:: GIVEN ENTRIES ::

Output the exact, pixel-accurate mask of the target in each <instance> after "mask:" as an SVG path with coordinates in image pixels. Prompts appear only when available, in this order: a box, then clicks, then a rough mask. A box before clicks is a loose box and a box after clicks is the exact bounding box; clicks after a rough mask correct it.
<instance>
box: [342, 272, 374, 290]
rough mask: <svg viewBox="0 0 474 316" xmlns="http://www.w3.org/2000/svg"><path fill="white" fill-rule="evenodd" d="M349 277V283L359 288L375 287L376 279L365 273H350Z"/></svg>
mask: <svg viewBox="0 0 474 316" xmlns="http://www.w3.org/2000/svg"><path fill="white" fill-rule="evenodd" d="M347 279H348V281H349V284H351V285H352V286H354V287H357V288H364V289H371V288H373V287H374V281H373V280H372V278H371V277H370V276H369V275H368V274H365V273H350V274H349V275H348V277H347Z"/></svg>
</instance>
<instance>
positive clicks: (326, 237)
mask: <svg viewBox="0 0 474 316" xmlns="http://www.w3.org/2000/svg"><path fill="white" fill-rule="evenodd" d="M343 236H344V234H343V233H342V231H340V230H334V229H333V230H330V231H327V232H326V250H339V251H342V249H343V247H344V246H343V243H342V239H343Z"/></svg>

:::

# EXERCISE GOAL
Having found the line with "box: [342, 272, 374, 290]" in the listing above, transcribe it and every line after it to the end, exactly, with no additions.

# RESPONSE BELOW
box: [342, 272, 374, 290]
rough mask: <svg viewBox="0 0 474 316" xmlns="http://www.w3.org/2000/svg"><path fill="white" fill-rule="evenodd" d="M349 277V283L359 288L375 287L376 279L365 273H350Z"/></svg>
mask: <svg viewBox="0 0 474 316" xmlns="http://www.w3.org/2000/svg"><path fill="white" fill-rule="evenodd" d="M347 279H348V281H349V284H351V285H352V286H354V287H357V288H364V289H371V288H373V287H374V281H373V280H372V278H371V277H370V276H369V275H368V274H365V273H350V274H349V275H348V277H347Z"/></svg>
</instance>
<instance>
positive clicks: (326, 237)
mask: <svg viewBox="0 0 474 316" xmlns="http://www.w3.org/2000/svg"><path fill="white" fill-rule="evenodd" d="M343 236H344V234H343V233H342V231H340V230H334V229H333V230H330V231H327V232H326V250H339V251H342V249H343V247H344V246H343V243H342V239H343Z"/></svg>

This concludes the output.